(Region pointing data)
BEGIN
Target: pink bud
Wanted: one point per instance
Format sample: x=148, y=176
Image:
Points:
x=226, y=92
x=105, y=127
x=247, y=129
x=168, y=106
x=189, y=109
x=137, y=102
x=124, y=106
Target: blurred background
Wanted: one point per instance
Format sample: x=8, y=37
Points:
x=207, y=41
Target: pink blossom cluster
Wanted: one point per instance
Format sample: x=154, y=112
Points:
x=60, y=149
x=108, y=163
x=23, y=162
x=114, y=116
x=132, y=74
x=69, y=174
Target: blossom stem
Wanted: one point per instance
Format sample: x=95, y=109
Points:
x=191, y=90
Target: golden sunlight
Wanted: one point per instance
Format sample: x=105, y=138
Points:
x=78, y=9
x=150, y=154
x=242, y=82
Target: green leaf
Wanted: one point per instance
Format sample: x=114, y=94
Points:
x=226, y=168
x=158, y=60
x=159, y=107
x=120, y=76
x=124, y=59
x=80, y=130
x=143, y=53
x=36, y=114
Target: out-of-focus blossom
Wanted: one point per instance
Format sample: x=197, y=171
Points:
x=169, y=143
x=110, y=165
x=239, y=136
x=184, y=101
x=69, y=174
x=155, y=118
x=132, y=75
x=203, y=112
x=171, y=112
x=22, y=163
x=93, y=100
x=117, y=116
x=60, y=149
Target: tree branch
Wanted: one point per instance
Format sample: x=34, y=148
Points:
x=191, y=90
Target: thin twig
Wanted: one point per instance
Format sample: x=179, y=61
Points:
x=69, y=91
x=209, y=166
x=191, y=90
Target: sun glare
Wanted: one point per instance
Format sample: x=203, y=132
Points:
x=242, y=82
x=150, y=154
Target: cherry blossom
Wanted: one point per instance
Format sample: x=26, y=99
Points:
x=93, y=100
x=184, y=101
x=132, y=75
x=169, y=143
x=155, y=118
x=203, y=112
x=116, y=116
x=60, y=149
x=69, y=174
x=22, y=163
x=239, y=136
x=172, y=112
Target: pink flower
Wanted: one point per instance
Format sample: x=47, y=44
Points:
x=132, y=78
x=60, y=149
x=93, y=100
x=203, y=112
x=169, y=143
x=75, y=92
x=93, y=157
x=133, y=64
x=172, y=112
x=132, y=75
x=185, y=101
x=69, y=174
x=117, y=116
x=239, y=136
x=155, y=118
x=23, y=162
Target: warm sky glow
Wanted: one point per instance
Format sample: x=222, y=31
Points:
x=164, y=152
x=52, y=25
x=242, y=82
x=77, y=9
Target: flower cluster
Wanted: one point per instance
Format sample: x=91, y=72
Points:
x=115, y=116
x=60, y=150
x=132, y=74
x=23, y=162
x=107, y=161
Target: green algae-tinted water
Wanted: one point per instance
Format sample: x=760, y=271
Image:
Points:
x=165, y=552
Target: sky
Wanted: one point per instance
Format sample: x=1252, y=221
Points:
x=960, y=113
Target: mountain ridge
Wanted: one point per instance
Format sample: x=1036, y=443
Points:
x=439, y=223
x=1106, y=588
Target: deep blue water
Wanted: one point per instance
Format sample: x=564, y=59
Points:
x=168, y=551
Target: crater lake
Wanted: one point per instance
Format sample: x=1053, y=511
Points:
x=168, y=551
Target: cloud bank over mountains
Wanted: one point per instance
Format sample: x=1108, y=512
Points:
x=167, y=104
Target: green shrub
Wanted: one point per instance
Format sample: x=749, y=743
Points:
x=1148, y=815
END
What is expected:
In full and exactly as written, repeat the data.

Exercise result:
Target: pink bud
Wanted: one point per instance
Format sample: x=148, y=176
Image:
Points:
x=226, y=92
x=105, y=127
x=247, y=129
x=168, y=106
x=189, y=109
x=137, y=102
x=124, y=106
Target: blurred background
Wanted: one point per instance
Format sample: x=8, y=37
Points:
x=207, y=41
Target: pink blossom cluster
Wanted: one point per instance
Format sample: x=154, y=112
Points:
x=60, y=149
x=108, y=163
x=23, y=162
x=114, y=116
x=132, y=74
x=69, y=174
Target: blossom stem
Wanted: one point per instance
Format sample: x=95, y=109
Points:
x=191, y=90
Target: golden sunlight
Wanted: one point per instance
Format sample: x=105, y=138
Points:
x=78, y=9
x=150, y=154
x=242, y=82
Target: green leaf
Wanted: one point per instance
Format sample: x=114, y=94
Points:
x=226, y=168
x=158, y=60
x=159, y=107
x=120, y=76
x=124, y=59
x=80, y=130
x=143, y=53
x=36, y=114
Target: out-of-focus blossom
Wanted: one point per instance
Format sample: x=197, y=171
Points:
x=169, y=143
x=110, y=165
x=239, y=136
x=184, y=101
x=69, y=174
x=155, y=118
x=132, y=75
x=203, y=112
x=171, y=112
x=22, y=163
x=93, y=100
x=117, y=116
x=60, y=149
Target: tree branch
Wanted: one point per instance
Format sample: x=34, y=148
Points:
x=191, y=90
Target: thin twig
Wanted: one point per instance
Format sample: x=179, y=61
Points:
x=69, y=91
x=209, y=166
x=191, y=90
Target: sun glare
Wanted: one point per instance
Format sample: x=203, y=132
Points:
x=242, y=82
x=150, y=154
Target: cherry blossom
Wanted: one point per instance
Format sample: x=26, y=99
Points:
x=93, y=100
x=184, y=101
x=132, y=75
x=169, y=143
x=155, y=118
x=203, y=112
x=116, y=116
x=60, y=149
x=69, y=174
x=22, y=163
x=239, y=136
x=172, y=112
Target: pink flower
Wanted: one point per instance
Format sample: x=47, y=44
Points:
x=132, y=78
x=60, y=149
x=93, y=100
x=203, y=112
x=169, y=143
x=75, y=92
x=93, y=157
x=133, y=64
x=172, y=112
x=132, y=75
x=185, y=101
x=69, y=174
x=117, y=116
x=239, y=136
x=155, y=118
x=23, y=162
Target: warm sky glow
Wanted: one point per instance
Format sample: x=222, y=31
Points:
x=164, y=152
x=52, y=25
x=242, y=82
x=77, y=9
Target: flower cluster
Wanted: one point per instance
Format sample: x=91, y=72
Points:
x=115, y=116
x=60, y=150
x=132, y=74
x=23, y=162
x=107, y=161
Target: green algae-tinted water
Wanted: one point per instance
Format sample: x=760, y=271
Image:
Points:
x=165, y=552
Target: sky
Wanted: one point per instance
Format sample: x=1252, y=221
Points:
x=960, y=113
Target: mountain ridge
Wanted: one point per instance
Format sample: x=1036, y=443
Points:
x=439, y=223
x=1106, y=588
Target: deep blue water
Wanted: one point per instance
Format sample: x=564, y=59
Points:
x=168, y=551
Target: crater lake
Wanted: one point per instance
Format sample: x=1053, y=511
Points:
x=168, y=551
Target: cloud bank over mountains
Wanted: one point per instance
Format sample: x=1108, y=512
Points:
x=167, y=104
Target: green shrub
Wanted: one point per instance
Format sample: x=749, y=743
Points:
x=1148, y=815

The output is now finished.